• [Texto de origem]
-------
As contrapartidas deixaram de ser cobradas durante o governo de Jair Bolsonaro, que substituiu o Bolsa Família pelo Auxílio Brasil.

Proteção social

A representante do Conselho Federal de Serviço Social (CFESS), Aldaíza Sposati, criticou o fato de os beneficiários do programa não terem participado da elaboração da medida provisória. Para ela, a proposta tem um caráter mais fiscal do que social.

— Nós, assistentes sociais, temos sido convocados para ir às casas das pessoas verificar se o que elas dizem é de fato verdade — disse.

Ela ressaltou ainda que a maioria dos 55 milhões de beneficiários do programa (67%) são mulheres, mães, pardas ou negras, e lamentou, por conta disso, o fato de algumas condicionantes do programa atingirem mais diretamente mulheres e crianças.

— Quem está no Bolsa Família não é porque não trabalha. Ninguém vive sem trabalhar. Muitos dizem: cheguei para retirar o benefício e não tinha nada. Proteção social significa contar com algo — acrescentou.

Vice-coordenador da Rede Brasileira de Pesquisa em Soberania e Segurança Alimentar e Nutricional (Penssan), Renato Carvalheira citou dados do Inquérito Nacional sobre Insegurança Alimentar na Pandemia de Covid-19 no Brasil, segundo os quais 33 milhões de pessoas vivem em insegurança alimentar no país, podendo chegar a 125 milhões se considerada alguma insegurança alimentar.
-------
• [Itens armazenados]
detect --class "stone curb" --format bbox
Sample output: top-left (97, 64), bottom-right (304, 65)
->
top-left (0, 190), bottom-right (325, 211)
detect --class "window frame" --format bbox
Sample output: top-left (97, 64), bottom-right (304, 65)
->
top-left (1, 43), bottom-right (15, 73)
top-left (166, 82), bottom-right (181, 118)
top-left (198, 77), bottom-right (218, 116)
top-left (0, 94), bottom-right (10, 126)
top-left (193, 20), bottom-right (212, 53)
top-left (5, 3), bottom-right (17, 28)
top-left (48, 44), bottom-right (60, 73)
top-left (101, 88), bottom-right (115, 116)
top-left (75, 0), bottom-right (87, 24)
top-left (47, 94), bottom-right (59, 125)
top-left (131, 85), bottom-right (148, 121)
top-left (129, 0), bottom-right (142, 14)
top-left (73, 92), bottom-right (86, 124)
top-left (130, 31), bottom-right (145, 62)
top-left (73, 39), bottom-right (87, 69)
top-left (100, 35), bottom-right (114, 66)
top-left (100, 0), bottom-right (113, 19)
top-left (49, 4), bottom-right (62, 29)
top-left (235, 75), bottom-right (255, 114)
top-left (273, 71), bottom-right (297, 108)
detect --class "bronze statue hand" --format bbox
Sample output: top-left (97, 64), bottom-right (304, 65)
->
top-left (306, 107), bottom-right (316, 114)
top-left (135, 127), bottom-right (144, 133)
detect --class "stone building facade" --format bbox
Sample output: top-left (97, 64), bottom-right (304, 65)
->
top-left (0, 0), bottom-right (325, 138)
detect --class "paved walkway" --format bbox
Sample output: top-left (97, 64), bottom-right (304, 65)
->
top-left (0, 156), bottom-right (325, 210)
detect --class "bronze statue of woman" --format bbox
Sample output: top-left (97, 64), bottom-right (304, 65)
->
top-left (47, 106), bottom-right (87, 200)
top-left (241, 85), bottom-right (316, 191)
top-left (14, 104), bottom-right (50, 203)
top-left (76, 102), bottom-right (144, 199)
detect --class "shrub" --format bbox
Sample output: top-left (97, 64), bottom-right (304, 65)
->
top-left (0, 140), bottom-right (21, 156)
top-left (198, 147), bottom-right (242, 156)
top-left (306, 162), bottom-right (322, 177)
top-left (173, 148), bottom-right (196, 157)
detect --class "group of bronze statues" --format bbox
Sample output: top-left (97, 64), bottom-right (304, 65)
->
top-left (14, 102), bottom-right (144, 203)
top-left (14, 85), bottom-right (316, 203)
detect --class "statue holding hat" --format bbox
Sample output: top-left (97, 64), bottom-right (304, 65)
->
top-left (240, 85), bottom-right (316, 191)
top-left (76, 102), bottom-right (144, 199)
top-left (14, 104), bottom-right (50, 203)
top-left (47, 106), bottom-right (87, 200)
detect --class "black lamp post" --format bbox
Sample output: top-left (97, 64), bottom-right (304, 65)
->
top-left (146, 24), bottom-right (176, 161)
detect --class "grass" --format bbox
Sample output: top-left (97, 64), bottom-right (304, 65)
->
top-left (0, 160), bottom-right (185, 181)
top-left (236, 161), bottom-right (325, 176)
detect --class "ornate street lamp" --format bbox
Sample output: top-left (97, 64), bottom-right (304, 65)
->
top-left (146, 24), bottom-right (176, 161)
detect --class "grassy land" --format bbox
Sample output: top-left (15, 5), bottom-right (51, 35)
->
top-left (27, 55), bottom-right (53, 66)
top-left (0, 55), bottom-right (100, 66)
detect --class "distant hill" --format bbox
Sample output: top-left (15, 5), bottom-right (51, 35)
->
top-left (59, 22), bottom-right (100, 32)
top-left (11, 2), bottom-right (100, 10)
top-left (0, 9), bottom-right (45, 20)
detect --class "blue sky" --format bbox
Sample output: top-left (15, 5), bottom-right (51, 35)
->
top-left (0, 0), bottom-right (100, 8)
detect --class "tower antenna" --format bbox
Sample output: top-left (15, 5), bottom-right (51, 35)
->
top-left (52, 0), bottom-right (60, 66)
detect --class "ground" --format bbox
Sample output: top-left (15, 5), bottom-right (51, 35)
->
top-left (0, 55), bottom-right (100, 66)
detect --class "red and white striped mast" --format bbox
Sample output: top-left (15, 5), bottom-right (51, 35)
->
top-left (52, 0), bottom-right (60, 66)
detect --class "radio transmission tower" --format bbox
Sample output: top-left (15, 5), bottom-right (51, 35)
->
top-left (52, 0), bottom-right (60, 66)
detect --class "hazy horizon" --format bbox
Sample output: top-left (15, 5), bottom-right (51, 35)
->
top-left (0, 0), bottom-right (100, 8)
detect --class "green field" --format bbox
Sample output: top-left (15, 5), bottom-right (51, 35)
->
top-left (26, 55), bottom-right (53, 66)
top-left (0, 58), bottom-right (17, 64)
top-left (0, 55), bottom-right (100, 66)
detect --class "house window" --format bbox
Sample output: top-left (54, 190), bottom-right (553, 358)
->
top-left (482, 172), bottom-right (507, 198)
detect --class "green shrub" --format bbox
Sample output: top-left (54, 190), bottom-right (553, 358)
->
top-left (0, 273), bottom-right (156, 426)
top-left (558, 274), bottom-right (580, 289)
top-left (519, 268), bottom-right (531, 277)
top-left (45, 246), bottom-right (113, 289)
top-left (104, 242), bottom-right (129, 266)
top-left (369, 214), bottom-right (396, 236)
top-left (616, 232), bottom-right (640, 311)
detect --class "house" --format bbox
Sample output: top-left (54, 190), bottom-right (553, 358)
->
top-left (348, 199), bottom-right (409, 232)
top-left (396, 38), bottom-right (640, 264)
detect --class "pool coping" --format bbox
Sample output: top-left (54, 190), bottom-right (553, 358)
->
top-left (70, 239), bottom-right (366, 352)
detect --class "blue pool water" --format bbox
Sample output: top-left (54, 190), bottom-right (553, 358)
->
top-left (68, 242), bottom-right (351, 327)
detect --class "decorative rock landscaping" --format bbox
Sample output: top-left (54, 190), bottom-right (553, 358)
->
-------
• [Questões de estudo]
1. Traduza para o inglês esta frase do texto sobre o Bolsa Família: "As contrapartidas deixaram de ser cobradas durante o governo de Jair Bolsonaro, que substituiu o Bolsa Família pelo Auxílio Brasil."
2. Liste todas as pessoas citadas pelo nome no texto sobre o Bolsa Família.
3. De acordo com o texto sobre o Bolsa Família, quantos beneficiários o programa tem?
As entradas não têm relação com o texto.

• [Respostas dos exercícios]
1. The counterpart requirements stopped being enforced during the Jair Bolsonaro administration, which replaced Bolsa Família with Auxílio Brasil.

2. Jair Bolsonaro, Aldaíza Sposati, Renato Carvalheira

3. 55 milhões de beneficiários.